• Instructions for the task
In the text on South Carolina's plutonium, turn the paragraph beginning "In 2018, the federal government scrapped plans" into a short list that keeps its main facts.

• Document extract
Plutonium is a toxic, radioactive material that can sicken people who are exposed to it. Plutonium is a key ingredient in nuclear bombs made by the United States government.
South Carolina’s issue with plutonium and the now failed nuclear fuel plant has a colorful and tense history dating back decades.
The government planned as far back as the 1990s to ship 34 metric tons of the nation’s surplus weapons grade plutonium to SRS for processing in the mixed oxide fuel plant. The plutonium-blended fuel, unusual in the United States, was to be available for use in commercial nuclear power plants. The plan was to render surplus weapons grade plutonium useless for nuclear weapons as part of a 2000 agreement with Russia.
In 2018, the federal government scrapped plans to build the mixed oxide fuel plant as costs for the project skyrocketed. The unfinished project was at one point expected to cost under $5 billion. That amount had been spent by 2016, and the government estimated another $12 billion would be needed to finish the work. Project supporters wanted the MOX plant to be built because it would bring thousands of jobs to SRS.
The slow pace of the MOX construction project sparked legal disputes between the DOE and state leaders over what to do with the plutonium that had been shipped to South Carolina. But some leaders had worried about shipping the plutonium to South Carolina in the first place.
In 2002, then-S.C. Gov. Jim Hodges filed a lawsuit and threatened to lie down in the road to stop the shipment of plutonium to South Carolina. At the time, Democrat Hodges said the government did not have a clear plan to either process the material, render it useless or remove it from SRS. He and others questioned whether South Carolina would become a dumping ground for the nation’s excess plutonium if the MOX project wasn’t completed.
The DOE moved ahead with the plan after winning approval from a federal court. Republican leaders in South Carolina, including Sen. Graham, supported building the fuel factory as a way to provide potentially thousands of jobs and to comply with the international nuclear non proliferation accord with Russia.
The Department of Energy’s plan to remove the 7.1 metric tons, announced in the federal register notice, is part of the 34 metric tons that had been targeted for interim storage and feedstock for the fuel plant at SRS, said Ed Lyman, who tracks SRS issues for the Union of Concerned Scientists in Washington, DC.
Lyman and Tom Clements, who heads Savannah River Site Watch, estimated the amount shipped to SRS as part of the nuclear non proliferation effort was 7 to 10 metric tons. The remainder of the 34 metric tons have not been shipped to SRS, much of that still at the Pantex nuclear weapons site in Texas, Lyman and Clements said.
While the government’s plan to ship the plutonium off of SRS is sure to be hailed by state leaders Monday, Lyman and Clements said it doesn’t explain what will happen with the remainder of the 34 metric tons that was to go to Savannah River Site for use in mixed oxide fuel.

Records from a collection
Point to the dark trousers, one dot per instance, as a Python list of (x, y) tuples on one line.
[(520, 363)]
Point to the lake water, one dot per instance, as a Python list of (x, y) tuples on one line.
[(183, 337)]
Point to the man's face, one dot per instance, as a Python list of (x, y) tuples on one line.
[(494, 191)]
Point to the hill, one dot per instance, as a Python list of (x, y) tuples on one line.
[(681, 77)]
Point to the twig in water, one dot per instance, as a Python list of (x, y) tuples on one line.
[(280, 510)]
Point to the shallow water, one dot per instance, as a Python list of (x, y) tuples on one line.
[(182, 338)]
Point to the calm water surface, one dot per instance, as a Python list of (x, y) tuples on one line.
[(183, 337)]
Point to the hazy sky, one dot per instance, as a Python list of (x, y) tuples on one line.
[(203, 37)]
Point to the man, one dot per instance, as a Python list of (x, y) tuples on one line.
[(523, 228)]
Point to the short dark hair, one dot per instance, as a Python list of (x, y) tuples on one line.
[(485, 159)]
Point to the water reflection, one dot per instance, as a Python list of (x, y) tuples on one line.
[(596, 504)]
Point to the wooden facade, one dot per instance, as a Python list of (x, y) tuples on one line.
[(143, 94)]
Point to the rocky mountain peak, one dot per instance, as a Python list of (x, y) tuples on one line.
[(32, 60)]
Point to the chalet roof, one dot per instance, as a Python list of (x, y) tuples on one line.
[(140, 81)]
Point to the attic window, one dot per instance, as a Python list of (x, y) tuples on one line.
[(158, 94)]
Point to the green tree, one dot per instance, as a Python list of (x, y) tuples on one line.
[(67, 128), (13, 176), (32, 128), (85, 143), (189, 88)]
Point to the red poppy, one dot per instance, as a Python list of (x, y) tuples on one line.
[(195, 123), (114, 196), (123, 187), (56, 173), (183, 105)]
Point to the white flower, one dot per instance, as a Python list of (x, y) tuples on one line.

• Written answer
- In 2018, the federal government dropped plans to build the mixed oxide fuel plant as project costs soared.
- The unfinished project had at one point been expected to cost under $5 billion.
- That amount had been spent by 2016, and the government estimated another $12 billion would be needed to finish.
- Supporters wanted the MOX plant built because it would bring thousands of jobs to SRS.